→ Work instruction
Render every entry verbatim.

[Dataset entries]
==========

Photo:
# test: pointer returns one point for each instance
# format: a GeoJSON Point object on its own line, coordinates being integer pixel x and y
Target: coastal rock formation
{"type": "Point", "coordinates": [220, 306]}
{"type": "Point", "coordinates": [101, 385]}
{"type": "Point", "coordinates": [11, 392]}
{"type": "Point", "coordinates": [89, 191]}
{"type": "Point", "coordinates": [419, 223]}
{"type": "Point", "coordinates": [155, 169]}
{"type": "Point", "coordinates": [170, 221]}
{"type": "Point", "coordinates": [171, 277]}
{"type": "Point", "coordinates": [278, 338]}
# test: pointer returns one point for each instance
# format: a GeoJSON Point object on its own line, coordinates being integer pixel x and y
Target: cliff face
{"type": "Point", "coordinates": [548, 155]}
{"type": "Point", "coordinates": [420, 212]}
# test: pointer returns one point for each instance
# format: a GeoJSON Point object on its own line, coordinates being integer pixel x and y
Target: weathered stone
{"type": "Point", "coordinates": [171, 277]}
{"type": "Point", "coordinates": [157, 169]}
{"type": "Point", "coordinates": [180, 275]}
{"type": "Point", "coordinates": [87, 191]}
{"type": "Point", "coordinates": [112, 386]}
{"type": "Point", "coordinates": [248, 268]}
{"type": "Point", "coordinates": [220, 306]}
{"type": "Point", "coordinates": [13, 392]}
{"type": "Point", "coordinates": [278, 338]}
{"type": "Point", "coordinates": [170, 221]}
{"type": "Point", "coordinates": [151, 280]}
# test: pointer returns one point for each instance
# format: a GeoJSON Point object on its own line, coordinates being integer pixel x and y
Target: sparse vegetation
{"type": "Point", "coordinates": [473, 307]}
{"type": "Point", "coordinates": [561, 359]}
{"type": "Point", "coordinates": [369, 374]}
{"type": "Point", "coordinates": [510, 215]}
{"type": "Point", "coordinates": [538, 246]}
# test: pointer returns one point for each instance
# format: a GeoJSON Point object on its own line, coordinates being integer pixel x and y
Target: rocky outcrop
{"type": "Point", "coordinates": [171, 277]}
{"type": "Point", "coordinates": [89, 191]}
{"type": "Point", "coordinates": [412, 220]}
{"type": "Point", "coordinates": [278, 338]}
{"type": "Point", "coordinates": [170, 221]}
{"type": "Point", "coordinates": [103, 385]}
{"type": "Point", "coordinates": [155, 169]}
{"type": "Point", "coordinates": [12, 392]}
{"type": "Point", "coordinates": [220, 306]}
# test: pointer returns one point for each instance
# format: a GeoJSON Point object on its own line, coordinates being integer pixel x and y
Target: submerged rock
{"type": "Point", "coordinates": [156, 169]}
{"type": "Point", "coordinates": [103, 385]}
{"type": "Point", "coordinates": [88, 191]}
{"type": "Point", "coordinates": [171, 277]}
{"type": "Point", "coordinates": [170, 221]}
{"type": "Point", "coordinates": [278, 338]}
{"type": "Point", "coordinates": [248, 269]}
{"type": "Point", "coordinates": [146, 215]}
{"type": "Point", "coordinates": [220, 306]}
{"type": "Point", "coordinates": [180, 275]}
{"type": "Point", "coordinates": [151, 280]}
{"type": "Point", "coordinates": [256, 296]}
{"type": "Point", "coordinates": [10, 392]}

==========

→ Written response
Photo:
# test: pointer returns one point for each instance
# format: a GeoJSON Point object on its own line, coordinates being integer pixel x and y
Target: coastal rock formation
{"type": "Point", "coordinates": [220, 306]}
{"type": "Point", "coordinates": [101, 385]}
{"type": "Point", "coordinates": [11, 392]}
{"type": "Point", "coordinates": [89, 191]}
{"type": "Point", "coordinates": [419, 223]}
{"type": "Point", "coordinates": [155, 169]}
{"type": "Point", "coordinates": [170, 221]}
{"type": "Point", "coordinates": [171, 277]}
{"type": "Point", "coordinates": [278, 338]}
# test: pointer returns one point for each instance
# format: a GeoJSON Point object on its own line, coordinates being integer pixel x and y
Target: cliff face
{"type": "Point", "coordinates": [548, 155]}
{"type": "Point", "coordinates": [420, 212]}
# test: pointer returns one point for each instance
# format: a GeoJSON Point object on its own line, coordinates being integer pixel x and y
Target: weathered stone
{"type": "Point", "coordinates": [171, 277]}
{"type": "Point", "coordinates": [157, 169]}
{"type": "Point", "coordinates": [180, 275]}
{"type": "Point", "coordinates": [87, 191]}
{"type": "Point", "coordinates": [112, 386]}
{"type": "Point", "coordinates": [248, 268]}
{"type": "Point", "coordinates": [220, 306]}
{"type": "Point", "coordinates": [13, 392]}
{"type": "Point", "coordinates": [278, 338]}
{"type": "Point", "coordinates": [170, 221]}
{"type": "Point", "coordinates": [151, 280]}
# test: pointer returns one point for each instance
# format: a GeoJSON Point object on its own line, coordinates being integer pixel x and y
Target: sparse vegetation
{"type": "Point", "coordinates": [473, 307]}
{"type": "Point", "coordinates": [561, 359]}
{"type": "Point", "coordinates": [369, 374]}
{"type": "Point", "coordinates": [510, 215]}
{"type": "Point", "coordinates": [538, 246]}
# test: pointer returns one point for each instance
# format: a GeoJSON Point object on its own line, coordinates being integer pixel x and y
Target: rocky outcrop
{"type": "Point", "coordinates": [171, 277]}
{"type": "Point", "coordinates": [89, 191]}
{"type": "Point", "coordinates": [412, 220]}
{"type": "Point", "coordinates": [278, 338]}
{"type": "Point", "coordinates": [170, 221]}
{"type": "Point", "coordinates": [103, 385]}
{"type": "Point", "coordinates": [155, 169]}
{"type": "Point", "coordinates": [12, 392]}
{"type": "Point", "coordinates": [220, 306]}
# test: pointer returns one point for each instance
# format: a GeoJSON Point object on its own line, coordinates being integer pixel x and y
Target: submerged rock
{"type": "Point", "coordinates": [156, 169]}
{"type": "Point", "coordinates": [103, 385]}
{"type": "Point", "coordinates": [88, 191]}
{"type": "Point", "coordinates": [171, 277]}
{"type": "Point", "coordinates": [170, 221]}
{"type": "Point", "coordinates": [278, 338]}
{"type": "Point", "coordinates": [248, 269]}
{"type": "Point", "coordinates": [146, 215]}
{"type": "Point", "coordinates": [220, 306]}
{"type": "Point", "coordinates": [180, 275]}
{"type": "Point", "coordinates": [151, 280]}
{"type": "Point", "coordinates": [256, 296]}
{"type": "Point", "coordinates": [10, 392]}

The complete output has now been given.